+++ RECORDS SUPPLIED +++

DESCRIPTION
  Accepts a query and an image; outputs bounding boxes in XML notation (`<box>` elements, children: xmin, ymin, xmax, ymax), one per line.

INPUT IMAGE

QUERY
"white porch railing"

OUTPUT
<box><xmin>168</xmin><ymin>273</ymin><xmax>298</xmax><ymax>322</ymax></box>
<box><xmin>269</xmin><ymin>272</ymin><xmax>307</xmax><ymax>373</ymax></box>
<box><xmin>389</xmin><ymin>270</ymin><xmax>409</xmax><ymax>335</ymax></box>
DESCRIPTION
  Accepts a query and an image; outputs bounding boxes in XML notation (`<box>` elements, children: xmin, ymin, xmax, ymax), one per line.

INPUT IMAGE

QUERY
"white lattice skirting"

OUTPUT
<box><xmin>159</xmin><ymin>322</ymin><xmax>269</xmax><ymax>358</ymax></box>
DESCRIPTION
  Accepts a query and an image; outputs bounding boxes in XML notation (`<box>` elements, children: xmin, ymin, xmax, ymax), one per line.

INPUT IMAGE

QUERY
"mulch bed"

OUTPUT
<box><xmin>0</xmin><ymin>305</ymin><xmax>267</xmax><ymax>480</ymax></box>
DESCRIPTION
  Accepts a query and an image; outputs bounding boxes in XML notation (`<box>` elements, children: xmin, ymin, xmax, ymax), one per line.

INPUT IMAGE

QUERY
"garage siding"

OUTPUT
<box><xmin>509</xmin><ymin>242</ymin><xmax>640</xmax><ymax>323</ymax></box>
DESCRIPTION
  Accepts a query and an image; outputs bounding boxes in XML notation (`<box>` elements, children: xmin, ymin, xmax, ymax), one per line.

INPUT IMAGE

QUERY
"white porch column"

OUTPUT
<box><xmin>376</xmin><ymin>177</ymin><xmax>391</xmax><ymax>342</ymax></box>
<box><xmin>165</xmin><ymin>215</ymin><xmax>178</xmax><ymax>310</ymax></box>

+++

Copy the listing above word for word.

__SOLVED PROBLEM__:
DESCRIPTION
  Accepts a query and an image; outputs bounding boxes in XML notation (`<box>` elements, children: xmin, ymin, xmax, ymax), one per line.

INPUT IMAGE

QUERY
"white porch railing"

OUTPUT
<box><xmin>168</xmin><ymin>273</ymin><xmax>298</xmax><ymax>322</ymax></box>
<box><xmin>269</xmin><ymin>272</ymin><xmax>307</xmax><ymax>373</ymax></box>
<box><xmin>389</xmin><ymin>270</ymin><xmax>409</xmax><ymax>335</ymax></box>
DESCRIPTION
  Accepts a query and an image; outputs bounding boxes in XML notation (`<box>` elements, children: xmin, ymin, xmax, ymax), one per line.

INPUT IMAGE

QUERY
"white lattice skirting"

OUTPUT
<box><xmin>159</xmin><ymin>322</ymin><xmax>269</xmax><ymax>358</ymax></box>
DESCRIPTION
  Accepts a query and an image; outputs bounding boxes in XML notation (`<box>` elements, children: xmin, ymin, xmax, ymax), one per line.

INPUT IMAGE

QUERY
"mulch bed"

OUTPUT
<box><xmin>0</xmin><ymin>305</ymin><xmax>267</xmax><ymax>480</ymax></box>
DESCRIPTION
  Accepts a query and an image; outputs bounding boxes in XML notation (`<box>` elements, children: xmin, ymin, xmax, ymax), one per line.

INPUT IMAGE

QUERY
"garage siding"

OUTPUT
<box><xmin>509</xmin><ymin>242</ymin><xmax>640</xmax><ymax>323</ymax></box>
DESCRIPTION
  Accepts a query and an image; outputs bounding boxes in XML notation (`<box>` elements, children: xmin, ymin, xmax, ymax), one per line.

INPUT IMAGE

QUERY
"white porch column"

OUTPUT
<box><xmin>376</xmin><ymin>177</ymin><xmax>391</xmax><ymax>342</ymax></box>
<box><xmin>165</xmin><ymin>215</ymin><xmax>178</xmax><ymax>310</ymax></box>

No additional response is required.